**SUPPLIED TEXT**
Theorem. Suppose that a function $f$ is analytic throughout a disk $|z-z_0|<R_0$ centered at $z_0$ and with radius $R_0$. Then $f(z)$ has the power series representation
$$f(z)=\sum_{n=0}^\infty a_n(z-z_0)^n\ (|z-z_0|<R_0),$$
where
$$a_n=\frac{f^{(n)}(z_0)}{n!}\ (n=0,1,2,\cdots).$$

Proof. First consider the case $z_0=0$ and show that
$$f(z)=\sum_{n=0}^\infty\frac{f^{(n)}(0)}{n!}z^n\ (|z|<R_0).$$
This particular Taylor series is called a Maclaurin series. Let us write $|z|=r$ and let $C_0$ denote any positively oriented circle centered at the origin and with radius $r_0$, where $r<r_0<R_0$.

Since $f$ is analytic inside and on the circle $C_0$ and since $z$ is interior to $C_0$, by the Cauchy Integral Formula, we have
$$f(z)=\frac{1}{2\pi i}\oint_{C_0}\frac{f(s)}{s-z}ds.$$
Note that $\frac{1}{s-z}$ may be written as
\begin{align*}
\frac{1}{s-z}&=\frac{1}{s}\frac{1}{1-\frac{z}{s}}\\
&=\sum_{n=0}^{N-1}\frac{z^n}{s^{n+1}}+z^N\frac{1}{(s-z)s^N}.
\end{align*}
Using this, $f(z)$ may be written as
\begin{align*}
f(z)&=\frac{1}{2\pi i}\oint_{C_0}\frac{f(s)}{s-z}ds\\
&=\sum_{n=0}^{N-1}\frac{1}{2\pi i}\oint_{C_0}\frac{f(s)}{s^{n+1}}ds z^n+\frac{z^N}{2\pi i}\oint_{C_0}\frac{f(s)}{(s-z)s^N}ds\\
&=\sum_{n=0}^{N-1}\frac{f^{(n)}(0)}{n!}z^n+\rho_N(z),
\end{align*}
where
$$\rho_N(z)=\frac{z^N}{2\pi i}\oint_{C_0}\frac{f(s)}{(s-z)s^N}ds.$$
We are done if we can show that $\displaystyle\lim_{N\to\infty}\rho_N=0$. By triangle inequality, $|s-z|\geq ||s|-|z||=r_0-r$. So, we obatin
\begin{align*}
|\rho_N(z)|&\leq \frac{r^N}{2\pi}\frac{M}{(r_0-r)r_0^N}2\pi r_0\\
&=\frac{Mr_0}{r_0-r}\left(\frac{r}{r_0}\right)^N.

**EXERCISE INSTRUCTIONS**
Could you output the Taylor series proof above word for word, starting at "Proof. First consider" and ending at "radius $r_0$, where $r<r_0<R_0$."?

**DATASET RECORDS**
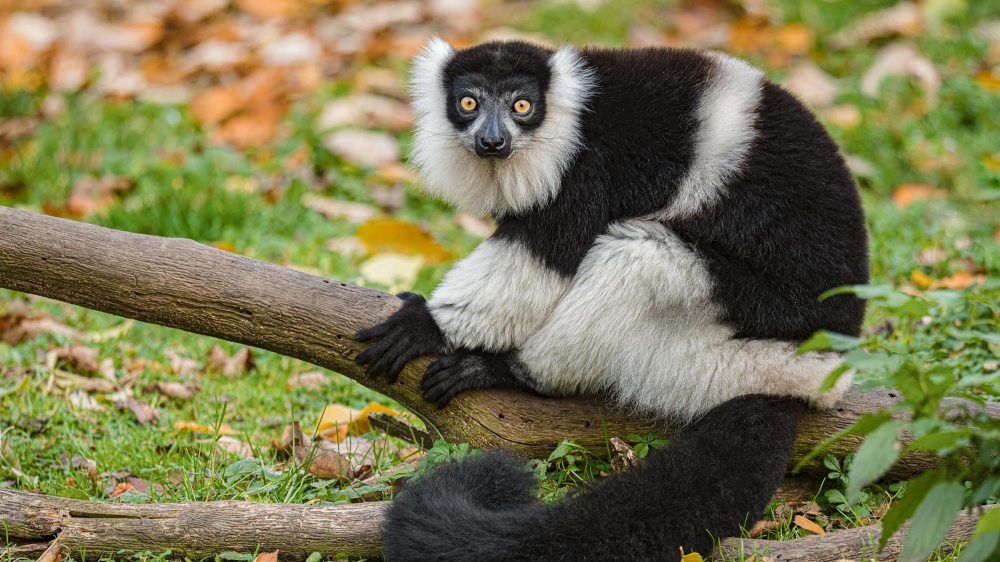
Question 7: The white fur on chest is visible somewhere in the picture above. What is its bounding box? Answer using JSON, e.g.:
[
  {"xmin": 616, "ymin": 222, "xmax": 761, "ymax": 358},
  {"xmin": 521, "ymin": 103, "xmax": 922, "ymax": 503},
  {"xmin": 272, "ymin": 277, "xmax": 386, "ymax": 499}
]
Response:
[
  {"xmin": 519, "ymin": 221, "xmax": 850, "ymax": 420},
  {"xmin": 428, "ymin": 238, "xmax": 569, "ymax": 352}
]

**THE RESULT**
Proof. First consider the case $z_0=0$ and show that
$$f(z)=\sum_{n=0}^\infty\frac{f^{(n)}(0)}{n!}z^n\ (|z|<R_0).$$
This particular Taylor series is called a Maclaurin series. Let us write $|z|=r$ and let $C_0$ denote any positively oriented circle centered at the origin and with radius $r_0$, where $r<r_0<R_0$.